Exercise requirements => Once the line with "positive clicks: (232, 128)" is found in the entries below, repeat it and each following line exactly, up to and including the line with "positive clicks: (231, 109)". Add no other lines.

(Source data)
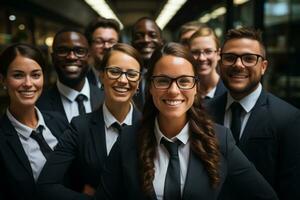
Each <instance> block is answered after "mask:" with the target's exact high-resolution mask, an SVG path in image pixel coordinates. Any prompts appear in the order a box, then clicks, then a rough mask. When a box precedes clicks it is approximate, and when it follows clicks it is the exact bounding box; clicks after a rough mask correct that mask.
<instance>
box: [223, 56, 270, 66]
mask: <svg viewBox="0 0 300 200" xmlns="http://www.w3.org/2000/svg"><path fill="white" fill-rule="evenodd" d="M238 58H240V59H241V61H242V64H243V65H244V66H245V67H254V66H255V65H256V64H257V62H258V59H259V58H262V60H264V59H265V58H264V57H263V56H262V55H259V54H251V53H246V54H242V55H237V54H234V53H221V63H222V64H223V65H225V66H230V65H234V64H235V63H236V61H237V59H238Z"/></svg>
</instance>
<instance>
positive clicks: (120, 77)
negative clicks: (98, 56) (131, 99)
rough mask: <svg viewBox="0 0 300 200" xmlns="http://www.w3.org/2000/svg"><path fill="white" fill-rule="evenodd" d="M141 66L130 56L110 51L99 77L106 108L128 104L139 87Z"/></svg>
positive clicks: (114, 51)
mask: <svg viewBox="0 0 300 200" xmlns="http://www.w3.org/2000/svg"><path fill="white" fill-rule="evenodd" d="M140 71H141V66H140V64H139V63H138V61H137V60H136V59H135V58H133V57H131V56H130V55H128V54H126V53H124V52H121V51H112V53H111V56H110V57H109V59H108V62H107V65H106V67H105V69H104V71H101V73H100V77H101V80H102V84H103V87H104V93H105V103H106V105H107V106H108V107H110V106H112V105H115V104H116V103H125V104H129V103H130V101H131V99H132V97H133V95H134V94H135V93H136V90H137V88H138V85H139V80H140V76H141V73H140Z"/></svg>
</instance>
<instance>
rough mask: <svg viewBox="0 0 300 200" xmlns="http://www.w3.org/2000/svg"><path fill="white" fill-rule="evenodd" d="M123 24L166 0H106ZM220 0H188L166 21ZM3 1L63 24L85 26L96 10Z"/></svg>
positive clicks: (75, 4)
mask: <svg viewBox="0 0 300 200" xmlns="http://www.w3.org/2000/svg"><path fill="white" fill-rule="evenodd" d="M106 2H107V3H108V4H109V5H110V7H111V8H112V10H113V11H114V12H115V13H116V15H117V16H118V17H119V19H120V20H121V22H122V23H123V25H124V26H125V27H128V26H131V25H132V24H133V23H134V22H135V21H136V20H137V19H138V18H140V17H143V16H148V17H152V18H154V19H155V18H156V17H157V16H158V14H159V13H160V11H161V9H162V8H163V6H164V5H165V3H166V2H167V0H106ZM220 2H224V1H220V0H188V1H187V2H186V3H185V4H184V6H183V7H182V8H181V9H180V10H179V11H178V12H177V14H176V15H175V16H174V18H173V19H172V20H171V21H170V22H169V23H168V24H167V26H166V27H167V28H168V29H170V30H171V31H172V30H176V29H177V28H178V27H179V26H180V25H182V24H183V23H185V22H187V21H190V20H195V19H197V18H198V17H199V16H200V14H201V13H203V12H204V11H205V10H210V9H211V8H212V7H214V6H215V5H216V4H218V3H220ZM1 4H4V5H6V6H7V5H8V6H11V7H12V8H17V9H19V10H22V11H27V12H32V13H35V14H38V15H40V16H43V17H45V18H47V19H52V20H54V21H60V22H62V23H63V24H71V25H79V26H82V27H84V26H85V25H86V24H87V23H88V22H89V21H91V20H92V19H94V18H95V17H97V13H96V12H95V11H94V10H93V9H91V7H90V6H89V5H87V4H86V3H85V2H84V0H2V3H0V5H1Z"/></svg>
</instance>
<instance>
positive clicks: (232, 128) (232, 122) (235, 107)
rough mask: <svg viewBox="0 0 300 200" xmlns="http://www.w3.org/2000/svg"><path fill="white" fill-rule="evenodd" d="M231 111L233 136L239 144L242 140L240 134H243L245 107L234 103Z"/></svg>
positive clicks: (231, 109)
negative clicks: (242, 126) (241, 117)
mask: <svg viewBox="0 0 300 200" xmlns="http://www.w3.org/2000/svg"><path fill="white" fill-rule="evenodd" d="M230 109H231V114H232V115H231V126H230V129H231V131H232V135H233V137H234V139H235V141H236V143H237V144H238V142H239V140H240V132H241V125H242V120H241V114H242V111H243V107H242V106H241V104H240V103H238V102H233V103H232V104H231V106H230Z"/></svg>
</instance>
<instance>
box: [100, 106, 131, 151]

Response to this task =>
positive clicks: (232, 128) (232, 122) (235, 107)
rough mask: <svg viewBox="0 0 300 200" xmlns="http://www.w3.org/2000/svg"><path fill="white" fill-rule="evenodd" d="M231 111L233 136L239 144L242 140L240 134H243L245 107L234 103Z"/></svg>
positive clicks: (231, 109)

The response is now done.